§ Short task
Copy the listing below word for word, and leave out the pictures.
####################
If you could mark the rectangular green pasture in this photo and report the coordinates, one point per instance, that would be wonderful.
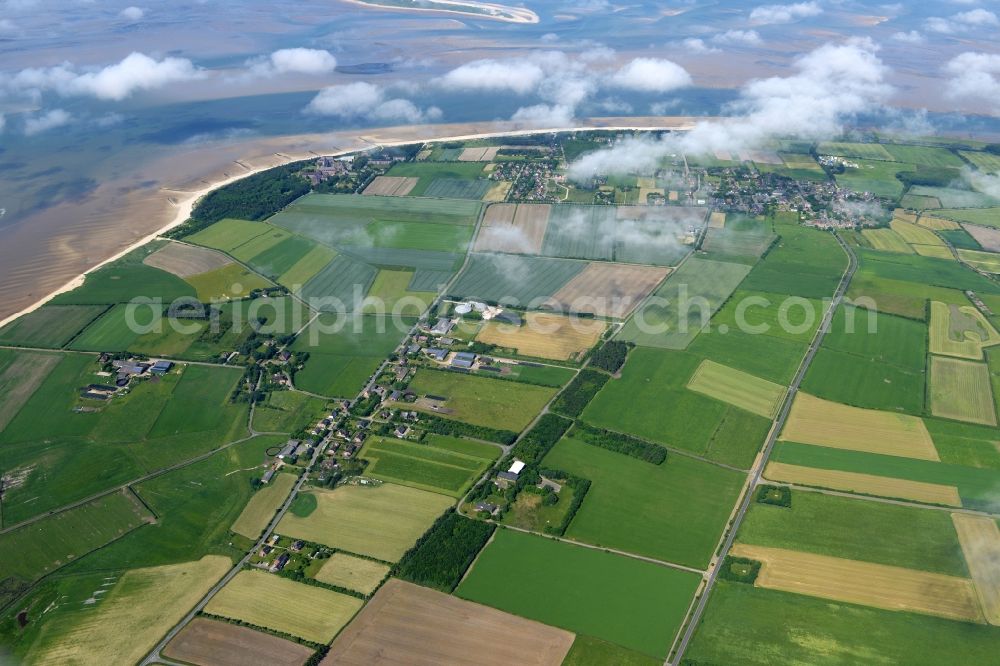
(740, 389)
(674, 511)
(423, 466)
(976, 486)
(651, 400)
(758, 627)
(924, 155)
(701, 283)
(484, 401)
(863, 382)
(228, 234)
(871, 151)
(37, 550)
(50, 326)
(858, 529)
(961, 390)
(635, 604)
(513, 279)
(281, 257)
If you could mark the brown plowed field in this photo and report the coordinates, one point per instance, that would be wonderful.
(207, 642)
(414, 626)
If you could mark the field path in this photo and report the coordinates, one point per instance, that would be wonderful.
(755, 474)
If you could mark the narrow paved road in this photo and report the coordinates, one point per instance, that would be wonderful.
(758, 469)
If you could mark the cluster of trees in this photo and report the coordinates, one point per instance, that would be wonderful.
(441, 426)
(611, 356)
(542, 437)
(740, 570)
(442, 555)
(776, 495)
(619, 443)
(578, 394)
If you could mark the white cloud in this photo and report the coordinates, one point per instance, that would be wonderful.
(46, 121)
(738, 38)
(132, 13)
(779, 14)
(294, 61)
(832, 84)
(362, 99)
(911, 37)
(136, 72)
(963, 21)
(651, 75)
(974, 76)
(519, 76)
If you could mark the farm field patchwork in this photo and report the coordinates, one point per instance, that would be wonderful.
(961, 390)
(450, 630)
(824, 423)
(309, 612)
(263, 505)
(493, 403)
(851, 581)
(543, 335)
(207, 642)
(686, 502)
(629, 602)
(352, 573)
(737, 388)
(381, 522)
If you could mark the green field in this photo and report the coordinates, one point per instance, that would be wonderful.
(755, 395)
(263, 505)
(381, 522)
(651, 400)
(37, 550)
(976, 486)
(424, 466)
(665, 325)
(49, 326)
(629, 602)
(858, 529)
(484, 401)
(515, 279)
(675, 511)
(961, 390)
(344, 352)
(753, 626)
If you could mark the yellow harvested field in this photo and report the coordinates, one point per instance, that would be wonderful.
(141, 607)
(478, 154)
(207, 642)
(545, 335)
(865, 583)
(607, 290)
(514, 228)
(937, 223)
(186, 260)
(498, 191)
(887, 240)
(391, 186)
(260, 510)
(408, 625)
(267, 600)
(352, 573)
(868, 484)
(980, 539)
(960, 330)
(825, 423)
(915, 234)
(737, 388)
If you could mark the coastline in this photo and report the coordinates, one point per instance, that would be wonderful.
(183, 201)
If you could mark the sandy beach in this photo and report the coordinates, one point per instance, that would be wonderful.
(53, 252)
####################
§ Task solution
If you could mark the rectangular green pasture in this photo and report the coordinates, one point per instance, that would be wonderful.
(740, 389)
(674, 511)
(423, 466)
(976, 486)
(651, 400)
(758, 627)
(924, 155)
(701, 283)
(484, 401)
(863, 382)
(228, 234)
(871, 151)
(37, 550)
(50, 326)
(858, 529)
(961, 390)
(635, 604)
(513, 279)
(281, 257)
If you could mark the brown plowed field in this photo and report the coordinates, one point per instance, that would be wonderful.
(207, 642)
(414, 626)
If you could mark the field path in this photo and report the coordinates, one point per instance, that would be wonderful.
(755, 474)
If you could mark the narrow paved road in this photo and report the coordinates, one point per instance, that would be wonderful.
(758, 469)
If you could mark the cluster of trees in this photo and report the coordinates, one point per instance, that would be wonderful.
(441, 426)
(611, 356)
(542, 437)
(740, 570)
(442, 555)
(776, 495)
(619, 443)
(578, 394)
If you could mark the white cloud in this photo and report the coordinates, one point per instance, that would be wonderful.
(46, 121)
(738, 38)
(132, 13)
(779, 14)
(294, 61)
(832, 84)
(362, 99)
(911, 37)
(136, 72)
(963, 21)
(651, 75)
(974, 76)
(519, 76)
If you could mark the farm field patchwork in this photo and report the coordinates, one point per instance, that would be wonderful.
(961, 390)
(450, 630)
(824, 423)
(309, 612)
(263, 505)
(493, 403)
(851, 581)
(543, 335)
(207, 642)
(686, 502)
(629, 602)
(352, 573)
(737, 388)
(381, 522)
If you could mark the green field in this photo and report the coordinates, one point per instance, that would be wonderful.
(755, 395)
(263, 505)
(381, 522)
(651, 400)
(37, 550)
(976, 486)
(424, 466)
(665, 325)
(49, 326)
(629, 602)
(858, 529)
(484, 401)
(515, 279)
(675, 511)
(961, 390)
(344, 352)
(753, 626)
If you could mark the yellow harvested field in this photo and report the coordinates, one point per instance, that would be wonderful.
(141, 607)
(478, 154)
(207, 642)
(545, 335)
(865, 583)
(607, 290)
(514, 228)
(937, 223)
(186, 260)
(498, 191)
(887, 240)
(391, 186)
(260, 510)
(408, 625)
(267, 600)
(352, 573)
(868, 484)
(980, 539)
(960, 330)
(825, 423)
(915, 234)
(737, 388)
If you could mark the coastline in this photo and report the coordinates, one point per instance, that would be wonderful.
(183, 201)
If you could mark the sandy beach in this photo and report the coordinates, one point per instance, that would be wonderful.
(53, 252)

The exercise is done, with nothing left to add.